▸ **Goal**
Copy every one of the entries below word for word, changing nothing.

━━━ Given data ━━━

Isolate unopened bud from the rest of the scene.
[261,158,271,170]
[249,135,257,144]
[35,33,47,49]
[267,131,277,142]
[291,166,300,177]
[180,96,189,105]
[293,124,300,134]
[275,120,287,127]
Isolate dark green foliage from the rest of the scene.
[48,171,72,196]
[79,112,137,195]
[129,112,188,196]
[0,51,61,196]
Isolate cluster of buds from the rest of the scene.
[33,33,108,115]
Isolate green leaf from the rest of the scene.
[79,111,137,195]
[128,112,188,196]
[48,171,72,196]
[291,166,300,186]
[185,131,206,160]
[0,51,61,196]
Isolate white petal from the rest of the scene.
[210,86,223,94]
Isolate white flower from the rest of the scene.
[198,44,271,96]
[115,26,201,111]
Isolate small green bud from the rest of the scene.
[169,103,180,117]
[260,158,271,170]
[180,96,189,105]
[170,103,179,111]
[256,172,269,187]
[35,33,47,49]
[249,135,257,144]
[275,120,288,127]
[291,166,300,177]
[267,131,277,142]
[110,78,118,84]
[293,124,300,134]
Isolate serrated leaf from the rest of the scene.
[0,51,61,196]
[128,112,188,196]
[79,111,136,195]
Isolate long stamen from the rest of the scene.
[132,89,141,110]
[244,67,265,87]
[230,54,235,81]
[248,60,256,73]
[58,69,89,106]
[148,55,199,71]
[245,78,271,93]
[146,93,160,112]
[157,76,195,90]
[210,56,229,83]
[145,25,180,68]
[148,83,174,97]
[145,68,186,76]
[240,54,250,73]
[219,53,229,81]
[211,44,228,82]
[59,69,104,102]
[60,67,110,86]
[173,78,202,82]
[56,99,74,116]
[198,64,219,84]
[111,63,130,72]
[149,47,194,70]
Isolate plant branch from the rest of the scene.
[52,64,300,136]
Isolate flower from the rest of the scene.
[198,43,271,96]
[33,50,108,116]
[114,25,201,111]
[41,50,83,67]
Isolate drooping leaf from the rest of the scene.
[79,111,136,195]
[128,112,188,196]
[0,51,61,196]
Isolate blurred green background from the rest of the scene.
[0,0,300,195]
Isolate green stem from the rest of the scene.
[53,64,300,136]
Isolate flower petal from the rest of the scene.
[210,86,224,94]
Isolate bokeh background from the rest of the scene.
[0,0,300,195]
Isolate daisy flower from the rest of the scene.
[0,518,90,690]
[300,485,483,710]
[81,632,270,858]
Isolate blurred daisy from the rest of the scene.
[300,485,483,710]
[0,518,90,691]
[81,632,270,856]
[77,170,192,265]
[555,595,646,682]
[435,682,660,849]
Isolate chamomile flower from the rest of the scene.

━━━

▸ **The completed task**
Isolate unopened bud from the rest of the scene.
[261,158,271,170]
[249,135,257,144]
[35,33,47,49]
[267,131,277,142]
[291,166,300,177]
[180,96,189,105]
[293,124,300,134]
[275,120,287,127]
Isolate dark green foliage from the rest of the scene.
[48,171,72,196]
[79,112,137,195]
[129,112,188,196]
[0,51,61,196]
Isolate cluster of buds from the rest of the scene.
[33,33,108,115]
Isolate green leaf from the rest of the scene.
[79,111,137,195]
[128,112,188,196]
[48,171,72,196]
[291,166,300,186]
[185,131,206,160]
[0,51,61,196]
Isolate white petal from the rest of the scene.
[210,86,223,94]
Isolate white flower from the rest of the scene.
[198,44,271,96]
[115,26,201,111]
Isolate small green bud from the rest of the scene.
[169,103,180,117]
[260,158,271,170]
[180,96,189,105]
[170,103,179,111]
[256,172,269,187]
[35,33,47,49]
[249,135,257,144]
[275,120,288,127]
[291,166,300,177]
[267,131,277,142]
[110,78,118,84]
[293,124,300,134]
Isolate serrated leaf from the rest of the scene.
[0,51,61,196]
[128,112,188,196]
[79,111,136,195]
Isolate long stamen from the rest of the scene.
[132,89,141,110]
[244,67,265,87]
[230,54,235,81]
[248,60,256,73]
[58,69,89,106]
[148,55,199,71]
[245,78,271,93]
[146,93,160,112]
[157,76,195,90]
[210,56,229,83]
[145,25,180,68]
[148,83,174,97]
[145,68,186,76]
[240,54,250,73]
[219,53,229,81]
[211,44,228,82]
[59,69,104,102]
[60,67,110,86]
[173,78,202,82]
[56,99,74,116]
[198,64,219,84]
[111,63,130,72]
[149,47,194,70]
Isolate plant branch from the rest of the scene.
[52,64,300,136]
Isolate flower from the rest of the scene.
[198,43,271,96]
[33,50,108,116]
[114,25,201,111]
[41,50,83,67]
Isolate drooping leaf from the rest of the scene.
[79,111,136,195]
[128,112,188,196]
[0,51,61,196]
Isolate blurred green background from the rest of the scene.
[0,0,300,195]
Isolate green stem from the rest of the scene.
[53,64,300,136]
Isolate flower petal from the rest of the scene.
[210,86,224,94]
Isolate bokeh background from the rest of the scene.
[0,0,300,195]
Isolate daisy flower from the rest of the scene.
[0,518,90,690]
[300,485,483,710]
[81,632,270,858]
Isolate blurred daisy from the rest of the scene.
[300,485,483,710]
[0,518,90,691]
[81,632,270,856]
[77,170,192,265]
[555,595,646,682]
[435,682,660,849]
Isolate chamomile flower from the rest of the scene.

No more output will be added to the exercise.